Task brief: Quote every line of the listing below word for word. Leave the pictures out of your answer.

* Start Dataset entries *

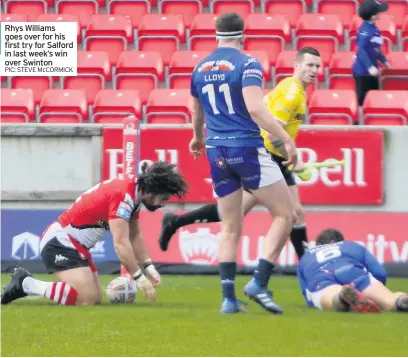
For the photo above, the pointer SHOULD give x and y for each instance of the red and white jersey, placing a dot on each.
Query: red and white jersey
(87, 219)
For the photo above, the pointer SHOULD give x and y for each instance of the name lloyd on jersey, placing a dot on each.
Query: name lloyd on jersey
(214, 77)
(354, 159)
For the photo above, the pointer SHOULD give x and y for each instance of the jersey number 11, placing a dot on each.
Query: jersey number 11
(224, 88)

* End Dataset entries *

Output of the task:
For the photo above, the pointer SHOULD give x and y for each instance of the red and white jersey, placing a dot on each.
Query: red and white jersey
(87, 219)
For the photo above, the pointer SHOULD give x and y for each instance of the name lloyd on jersey, placing a dot on each.
Query: name lloyd on jersey
(214, 77)
(354, 159)
For the photo above, the pointer SHOULD give x and y for each instance of the jersey number 11, placing a dot on each.
Query: jersey number 11
(224, 88)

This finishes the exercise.